____ Provided information

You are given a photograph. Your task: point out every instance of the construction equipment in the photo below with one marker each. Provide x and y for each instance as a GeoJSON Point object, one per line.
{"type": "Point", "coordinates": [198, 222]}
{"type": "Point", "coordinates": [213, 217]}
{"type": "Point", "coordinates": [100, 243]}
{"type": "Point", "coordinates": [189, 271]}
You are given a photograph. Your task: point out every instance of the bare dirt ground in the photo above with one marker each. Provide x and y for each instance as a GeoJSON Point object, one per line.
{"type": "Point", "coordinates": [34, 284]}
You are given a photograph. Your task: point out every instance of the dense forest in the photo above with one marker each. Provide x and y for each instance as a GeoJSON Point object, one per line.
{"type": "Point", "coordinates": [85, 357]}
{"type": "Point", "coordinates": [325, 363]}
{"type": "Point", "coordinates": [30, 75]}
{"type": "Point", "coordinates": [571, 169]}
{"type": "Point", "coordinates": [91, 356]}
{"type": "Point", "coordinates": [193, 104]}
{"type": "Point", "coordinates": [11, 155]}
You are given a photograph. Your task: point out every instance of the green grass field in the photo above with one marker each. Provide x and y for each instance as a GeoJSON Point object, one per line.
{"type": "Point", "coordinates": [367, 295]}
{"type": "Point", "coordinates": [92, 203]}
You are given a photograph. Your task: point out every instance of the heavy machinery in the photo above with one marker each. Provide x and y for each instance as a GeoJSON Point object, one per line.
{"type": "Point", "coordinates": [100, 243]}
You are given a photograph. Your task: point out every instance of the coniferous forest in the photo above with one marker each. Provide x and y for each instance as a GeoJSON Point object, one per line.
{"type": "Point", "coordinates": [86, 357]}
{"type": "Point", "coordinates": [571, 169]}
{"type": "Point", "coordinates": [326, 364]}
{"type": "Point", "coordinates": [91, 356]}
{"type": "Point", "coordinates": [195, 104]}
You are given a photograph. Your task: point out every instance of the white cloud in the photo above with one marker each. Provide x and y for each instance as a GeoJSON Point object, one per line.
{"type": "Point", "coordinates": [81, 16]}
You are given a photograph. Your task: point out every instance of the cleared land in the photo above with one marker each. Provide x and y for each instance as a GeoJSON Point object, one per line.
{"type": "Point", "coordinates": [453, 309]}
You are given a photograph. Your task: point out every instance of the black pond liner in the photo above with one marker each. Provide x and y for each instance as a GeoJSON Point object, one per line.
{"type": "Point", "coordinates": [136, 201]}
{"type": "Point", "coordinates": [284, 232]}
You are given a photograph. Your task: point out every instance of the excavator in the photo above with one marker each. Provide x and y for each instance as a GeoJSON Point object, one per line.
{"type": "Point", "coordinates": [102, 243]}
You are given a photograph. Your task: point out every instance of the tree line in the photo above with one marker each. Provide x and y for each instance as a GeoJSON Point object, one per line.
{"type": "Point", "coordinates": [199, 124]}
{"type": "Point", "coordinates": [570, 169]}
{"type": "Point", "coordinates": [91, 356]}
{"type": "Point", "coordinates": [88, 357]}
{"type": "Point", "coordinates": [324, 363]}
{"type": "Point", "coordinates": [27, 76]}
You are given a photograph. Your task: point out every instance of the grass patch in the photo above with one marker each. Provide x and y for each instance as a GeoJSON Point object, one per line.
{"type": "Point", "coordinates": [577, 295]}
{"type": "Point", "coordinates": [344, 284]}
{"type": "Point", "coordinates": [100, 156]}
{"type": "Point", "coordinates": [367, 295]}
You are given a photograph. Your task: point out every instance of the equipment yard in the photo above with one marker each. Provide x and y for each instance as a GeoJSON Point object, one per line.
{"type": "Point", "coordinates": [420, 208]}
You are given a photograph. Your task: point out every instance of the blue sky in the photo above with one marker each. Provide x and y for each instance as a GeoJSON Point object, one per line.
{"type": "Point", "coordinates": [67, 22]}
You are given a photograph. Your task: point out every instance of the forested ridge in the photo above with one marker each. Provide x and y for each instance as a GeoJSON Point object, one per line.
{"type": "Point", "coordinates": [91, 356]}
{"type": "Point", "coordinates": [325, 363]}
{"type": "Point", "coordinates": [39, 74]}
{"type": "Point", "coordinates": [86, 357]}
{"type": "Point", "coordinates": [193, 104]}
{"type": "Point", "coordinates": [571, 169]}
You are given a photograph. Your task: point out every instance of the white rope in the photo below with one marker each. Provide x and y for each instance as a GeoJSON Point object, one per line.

________

• [To do]: Exactly as shown, repeat every record.

• [The reply]:
You are given a photograph. Your task: point out every instance of the construction equipment in the photo below with one marker each. Provide x and y for each instance as a GeoJSON Point object, one per line.
{"type": "Point", "coordinates": [198, 222]}
{"type": "Point", "coordinates": [213, 217]}
{"type": "Point", "coordinates": [100, 243]}
{"type": "Point", "coordinates": [189, 271]}
You are given a photograph. Your task: point out every instance of the bare dirt ground in the photo above with one marker each. Provide x and y for each instance as a GeoJSON Point object, one per line.
{"type": "Point", "coordinates": [34, 284]}
You are given a photograph. Your task: point out every instance of the dense forest in the photo above with one marker each. Provide x and y for each instance as a GeoJSON Point object, one per line.
{"type": "Point", "coordinates": [85, 357]}
{"type": "Point", "coordinates": [325, 363]}
{"type": "Point", "coordinates": [30, 75]}
{"type": "Point", "coordinates": [571, 169]}
{"type": "Point", "coordinates": [91, 356]}
{"type": "Point", "coordinates": [193, 104]}
{"type": "Point", "coordinates": [11, 155]}
You are given a photograph. Your task: point out every instance of the green grass field in the photo above with one marker each. Provide x and y for each instance as a GeoJSON Point object, one per line.
{"type": "Point", "coordinates": [367, 295]}
{"type": "Point", "coordinates": [92, 203]}
You are given a photograph. Your task: point out every instance of the heavy machinery in the photo above with one marker each. Provide x and y for each instance as a GeoJSON Point object, one per line.
{"type": "Point", "coordinates": [100, 243]}
You are given a photograph. Your task: point out every instance of the coniferous forest in the photo above with one marker each. Provide x and y for each instance as a GeoJSON Point object, one per line.
{"type": "Point", "coordinates": [86, 357]}
{"type": "Point", "coordinates": [571, 169]}
{"type": "Point", "coordinates": [326, 364]}
{"type": "Point", "coordinates": [91, 356]}
{"type": "Point", "coordinates": [195, 104]}
You are given a photograph. Your task: point out every instance of the white cloud in the photo above with one marker each. Provide x and y for each instance as a GeoJSON Point object, one per line.
{"type": "Point", "coordinates": [81, 16]}
You are given a photograph. Your task: point out every instance of the cleared land in the photo above with one marker each. Provide x and y for each instance as a GeoJSON Point object, one per line.
{"type": "Point", "coordinates": [453, 309]}
You are given a photograph. Your task: point out every instance of the black pond liner in the photo above with one marker each. Provide x and y for each instance as a GeoJSON Point object, one per line.
{"type": "Point", "coordinates": [136, 201]}
{"type": "Point", "coordinates": [284, 232]}
You are given a photograph. Your task: point out every instance of the excavator in the photo above with one marker each. Provide x and y for each instance as a GeoJSON Point object, one per line.
{"type": "Point", "coordinates": [102, 243]}
You are given a photograph. Your task: point out every instance of the tree line in the photo above with one marker each. Provide x and y for each instance as a GeoJSON Point object, one per line.
{"type": "Point", "coordinates": [199, 124]}
{"type": "Point", "coordinates": [570, 169]}
{"type": "Point", "coordinates": [91, 356]}
{"type": "Point", "coordinates": [88, 357]}
{"type": "Point", "coordinates": [324, 363]}
{"type": "Point", "coordinates": [27, 76]}
You are given a photograph. Your task: point out every instance of the grass patch in the photo above with one marker each. Provide x and y for each instance as a GeoJSON Point object, one per line.
{"type": "Point", "coordinates": [577, 295]}
{"type": "Point", "coordinates": [344, 284]}
{"type": "Point", "coordinates": [100, 156]}
{"type": "Point", "coordinates": [367, 295]}
You are given a photograph. Your task: point out every instance of the equipment yard in the photo above with one marker each. Provide x and y for each instance as a GeoJSON Point object, one per line.
{"type": "Point", "coordinates": [420, 208]}
You are given a photograph. Your task: point out every instance of the blue sky in the photo above with one marker each. Provide x and y for each instance as a GeoJSON Point object, one per line.
{"type": "Point", "coordinates": [67, 22]}
You are given a photograph. Your task: point out every instance of the forested ridge in the photo above with one marker each. Provide x and y for each instance as a GeoJSON Point object, one per line.
{"type": "Point", "coordinates": [91, 356]}
{"type": "Point", "coordinates": [325, 363]}
{"type": "Point", "coordinates": [39, 74]}
{"type": "Point", "coordinates": [86, 357]}
{"type": "Point", "coordinates": [193, 104]}
{"type": "Point", "coordinates": [571, 169]}
You are given a photograph. Your task: point out every instance of the white rope in the photo below with one marker each. Provide x and y for each instance as a GeoJSON Point object, one per line.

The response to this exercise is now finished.